* [SOURCE MATERIAL]:
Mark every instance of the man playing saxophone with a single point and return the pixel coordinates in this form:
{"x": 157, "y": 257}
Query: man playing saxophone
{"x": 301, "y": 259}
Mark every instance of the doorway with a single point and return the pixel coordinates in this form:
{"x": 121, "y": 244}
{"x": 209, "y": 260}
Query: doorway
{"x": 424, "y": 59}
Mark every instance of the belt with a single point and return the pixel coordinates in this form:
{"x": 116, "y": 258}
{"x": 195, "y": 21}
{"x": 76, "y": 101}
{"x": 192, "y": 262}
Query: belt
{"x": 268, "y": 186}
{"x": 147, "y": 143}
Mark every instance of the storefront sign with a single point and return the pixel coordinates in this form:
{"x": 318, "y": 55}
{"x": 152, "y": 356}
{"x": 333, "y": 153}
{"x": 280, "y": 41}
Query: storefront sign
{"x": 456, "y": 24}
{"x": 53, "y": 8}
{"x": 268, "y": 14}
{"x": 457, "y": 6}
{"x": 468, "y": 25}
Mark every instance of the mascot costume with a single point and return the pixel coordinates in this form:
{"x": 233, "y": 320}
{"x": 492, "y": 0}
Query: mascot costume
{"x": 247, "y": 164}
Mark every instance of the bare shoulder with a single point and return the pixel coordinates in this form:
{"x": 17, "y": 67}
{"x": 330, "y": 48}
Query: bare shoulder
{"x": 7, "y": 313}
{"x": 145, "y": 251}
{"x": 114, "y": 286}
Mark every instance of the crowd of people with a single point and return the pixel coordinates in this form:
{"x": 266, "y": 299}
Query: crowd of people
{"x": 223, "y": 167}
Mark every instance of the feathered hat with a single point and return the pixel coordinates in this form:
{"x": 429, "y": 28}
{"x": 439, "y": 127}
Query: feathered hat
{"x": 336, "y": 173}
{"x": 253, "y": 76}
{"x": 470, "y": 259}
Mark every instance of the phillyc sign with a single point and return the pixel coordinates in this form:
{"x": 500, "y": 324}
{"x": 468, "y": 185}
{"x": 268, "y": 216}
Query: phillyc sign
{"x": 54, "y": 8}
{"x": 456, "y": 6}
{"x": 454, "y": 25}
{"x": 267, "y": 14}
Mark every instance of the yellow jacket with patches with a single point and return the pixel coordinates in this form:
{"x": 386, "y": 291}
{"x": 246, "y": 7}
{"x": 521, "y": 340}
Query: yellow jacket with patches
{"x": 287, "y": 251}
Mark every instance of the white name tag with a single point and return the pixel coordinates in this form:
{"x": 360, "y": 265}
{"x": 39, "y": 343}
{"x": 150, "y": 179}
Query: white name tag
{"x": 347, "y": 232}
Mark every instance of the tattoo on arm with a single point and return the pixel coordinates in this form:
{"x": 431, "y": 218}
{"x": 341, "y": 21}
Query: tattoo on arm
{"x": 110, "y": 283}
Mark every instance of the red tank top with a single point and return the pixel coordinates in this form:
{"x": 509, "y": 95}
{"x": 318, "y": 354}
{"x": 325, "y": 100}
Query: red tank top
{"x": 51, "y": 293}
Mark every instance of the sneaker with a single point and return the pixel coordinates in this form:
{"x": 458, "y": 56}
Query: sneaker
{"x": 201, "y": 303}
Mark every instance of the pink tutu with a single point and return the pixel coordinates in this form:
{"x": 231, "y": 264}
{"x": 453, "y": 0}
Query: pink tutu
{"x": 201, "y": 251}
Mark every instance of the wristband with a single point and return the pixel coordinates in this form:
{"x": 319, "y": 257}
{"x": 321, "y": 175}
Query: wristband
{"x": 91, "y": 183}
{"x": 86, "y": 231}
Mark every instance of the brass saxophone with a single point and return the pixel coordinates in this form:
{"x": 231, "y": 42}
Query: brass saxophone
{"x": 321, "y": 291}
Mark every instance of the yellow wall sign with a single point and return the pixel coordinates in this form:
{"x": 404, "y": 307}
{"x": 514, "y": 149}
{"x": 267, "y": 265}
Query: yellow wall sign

* [GOAL]:
Render every line above as a numbered list, omitting any blank lines.

* [RESULT OF THE EXERCISE]:
1. Mark every instance of the man playing saxophone with a single point and return the pixel coordinates in this form:
2. {"x": 157, "y": 257}
3. Query: man playing saxophone
4. {"x": 301, "y": 259}
5. Mark every instance of the doorway with a single point and return the pixel coordinates in this form:
6. {"x": 121, "y": 244}
7. {"x": 209, "y": 260}
8. Query: doorway
9. {"x": 424, "y": 59}
10. Mark every instance of the belt with a single point and return the pixel coordinates in this form:
11. {"x": 116, "y": 258}
12. {"x": 195, "y": 21}
13. {"x": 76, "y": 101}
14. {"x": 192, "y": 262}
15. Query: belt
16. {"x": 268, "y": 186}
17. {"x": 147, "y": 143}
18. Mark every instance of the storefront sign with a single point and return the pixel coordinates in this form:
19. {"x": 318, "y": 55}
20. {"x": 152, "y": 356}
21. {"x": 333, "y": 153}
22. {"x": 280, "y": 41}
23. Query: storefront sign
24. {"x": 456, "y": 24}
25. {"x": 53, "y": 8}
26. {"x": 268, "y": 14}
27. {"x": 457, "y": 6}
28. {"x": 468, "y": 25}
29. Mark every instance of the mascot costume with a single point and return the pixel coordinates in this form:
30. {"x": 233, "y": 320}
31. {"x": 492, "y": 0}
32. Query: mascot costume
33. {"x": 247, "y": 164}
34. Mark every instance of the bare shoulder with a single point and return the pixel coordinates in this form:
35. {"x": 17, "y": 67}
36. {"x": 330, "y": 48}
37. Query: bare shoulder
38. {"x": 7, "y": 313}
39. {"x": 145, "y": 251}
40. {"x": 114, "y": 286}
41. Mark every instance of the crowd of people with a single point and return the pixel coordinates in this form:
42. {"x": 266, "y": 299}
43. Query: crowd of people
44. {"x": 223, "y": 167}
45. Mark every instance of the feathered hat with a single point and return the pixel coordinates in this form:
46. {"x": 429, "y": 28}
47. {"x": 439, "y": 127}
48. Query: feathered hat
49. {"x": 336, "y": 173}
50. {"x": 253, "y": 76}
51. {"x": 470, "y": 259}
52. Mark every instance of the phillyc sign with a single point and return the pixel coordinates in this form:
53. {"x": 500, "y": 324}
54. {"x": 468, "y": 185}
55. {"x": 268, "y": 216}
56. Query: phillyc sign
57. {"x": 54, "y": 8}
58. {"x": 456, "y": 6}
59. {"x": 454, "y": 25}
60. {"x": 267, "y": 14}
61. Mark every instance of the yellow jacket with patches with a single point and return the pixel coordinates in this form:
62. {"x": 386, "y": 291}
63. {"x": 246, "y": 7}
64. {"x": 521, "y": 340}
65. Query: yellow jacket with patches
66. {"x": 287, "y": 251}
67. Mark every instance of the white name tag with a single point and return the pixel coordinates in this form:
68. {"x": 360, "y": 265}
69. {"x": 39, "y": 343}
70. {"x": 150, "y": 179}
71. Query: white name tag
72. {"x": 347, "y": 232}
73. Mark every instance of the tattoo on arm with a single point and return the pixel coordinates in this form:
74. {"x": 431, "y": 218}
75. {"x": 341, "y": 21}
76. Query: tattoo on arm
77. {"x": 110, "y": 283}
78. Mark every instance of the red tank top with a single point and return the pixel coordinates in this form:
79. {"x": 509, "y": 95}
80. {"x": 318, "y": 354}
81. {"x": 325, "y": 100}
82. Query: red tank top
83. {"x": 51, "y": 293}
84. Mark every instance of the sneaker with a single point and return the pixel coordinates in this form:
85. {"x": 458, "y": 56}
86. Query: sneaker
87. {"x": 201, "y": 303}
88. Mark every instance of the pink tutu with a single point and return the pixel coordinates in this form:
89. {"x": 231, "y": 264}
90. {"x": 453, "y": 0}
91. Query: pink tutu
92. {"x": 201, "y": 251}
93. Mark every instance of the wristband with a single point and return the pixel coordinates in this form:
94. {"x": 319, "y": 257}
95. {"x": 321, "y": 175}
96. Query: wristband
97. {"x": 91, "y": 183}
98. {"x": 86, "y": 231}
99. Mark every instance of the brass saxophone with a single point and return the pixel coordinates in this form:
100. {"x": 231, "y": 42}
101. Query: brass saxophone
102. {"x": 321, "y": 291}
103. Mark every instance of the yellow wall sign with a single point and return the pixel coordinates in this form:
104. {"x": 404, "y": 307}
105. {"x": 514, "y": 149}
106. {"x": 267, "y": 265}
107. Query: yellow wall sign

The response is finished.